── Selected excerpt

I can't remember when I last washed the floors. There is a load of wet washing that I literally just remembered, now, at 12:46 am when I have just climbed into bed, but so cannot be bothered to traipse downstairs in the dark to attend to. One, because - fuck that, and two, because half of the lights are out in this house. Like permanently out. They all pertain to the hallways too.
The landing one doesn't work for a reason I can't remember (I'm developing a theme here), and the stairs one is just a moody bastard. The hallway one had a bit of a mishap, when husband forgot the tap was running in the bathroom and we had a bit of an indoor water feature for a short while. We disarmed that one as Miniman has a penchant for lighting the house up like Blackpool.
Wait. Blackpool probably doesn't work as a reference too well, here with the American audience... If you are American... replace Blackpool with "any-street-in-America-in-the-run-up-to-Christmas. Sorted. While we are correcting ourselves... Miniman is no more! For one, holy fuck, he's grown enormous, and two, there's another one in the fold. A very small one, but rapidly growing. We have become five, and us mortal parents are now outnumbered.
Back to lighting for a brief moment... God damn bollocks. I have just remembered that when I unloaded the diapers/nappies and brought them upstairs for folding early this evening... I left the god damn poxy lights on! Oops. Of course the lights that DO work would be the ones in the third of the house that we barely use. Fuck it. I'm still not traipsing down there.

────

## What you will do
A) Reproduce the part of the blog post between "Wait. Blackpool probably" and "traipsing down there.", inclusive.
B) Answer these questions about the blog post:
(i) At what time did the writer remember the load of wet washing?
(ii) What caused the hallway light's mishap?
(iii) How many people does the writer say the family has become?
C) In one to three sentences, explain why the hallway light was disarmed, according to the blog post.

── Entries

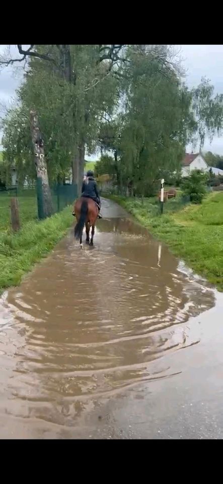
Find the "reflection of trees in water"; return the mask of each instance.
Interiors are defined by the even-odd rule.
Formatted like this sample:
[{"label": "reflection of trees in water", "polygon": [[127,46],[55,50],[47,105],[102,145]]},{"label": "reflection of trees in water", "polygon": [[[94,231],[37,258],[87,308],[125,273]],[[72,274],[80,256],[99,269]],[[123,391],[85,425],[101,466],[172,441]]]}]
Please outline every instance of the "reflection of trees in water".
[{"label": "reflection of trees in water", "polygon": [[148,237],[148,232],[143,227],[134,223],[128,218],[103,219],[98,226],[99,231],[113,232]]},{"label": "reflection of trees in water", "polygon": [[[87,408],[76,396],[93,396],[146,377],[146,364],[162,354],[164,345],[169,347],[174,332],[172,326],[168,333],[168,325],[178,322],[188,300],[185,278],[165,246],[158,267],[156,240],[148,234],[125,238],[125,233],[143,234],[144,229],[141,232],[126,219],[101,222],[102,231],[125,234],[122,239],[113,233],[100,236],[101,247],[103,236],[105,241],[109,237],[117,255],[105,254],[100,247],[82,252],[72,245],[62,257],[37,267],[19,297],[16,291],[10,296],[15,317],[25,328],[16,343],[12,388],[20,401],[26,399],[30,415],[61,425],[69,425],[71,416]],[[182,321],[187,318],[185,314]],[[161,332],[165,325],[167,331]],[[108,371],[114,368],[118,369]],[[19,406],[16,414],[23,411],[15,404],[15,413]]]}]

────

## Answers in order
A)
Wait. Blackpool probably doesn't work as a reference too well, here with the American audience... If you are American... replace Blackpool with "any-street-in-America-in-the-run-up-to-Christmas. Sorted. While we are correcting ourselves... Miniman is no more! For one, holy fuck, he's grown enormous, and two, there's another one in the fold. A very small one, but rapidly growing. We have become five, and us mortal parents are now outnumbered.
Back to lighting for a brief moment... God damn bollocks. I have just remembered that when I unloaded the diapers/nappies and brought them upstairs for folding early this evening... I left the god damn poxy lights on! Oops. Of course the lights that DO work would be the ones in the third of the house that we barely use. Fuck it. I'm still not traipsing down there.

B)
(i) 12:46 am.
(ii) The husband forgot the tap was running in the bathroom.
(iii) Five.

C) It was disarmed because Miniman has a penchant for lighting the house up like Blackpool.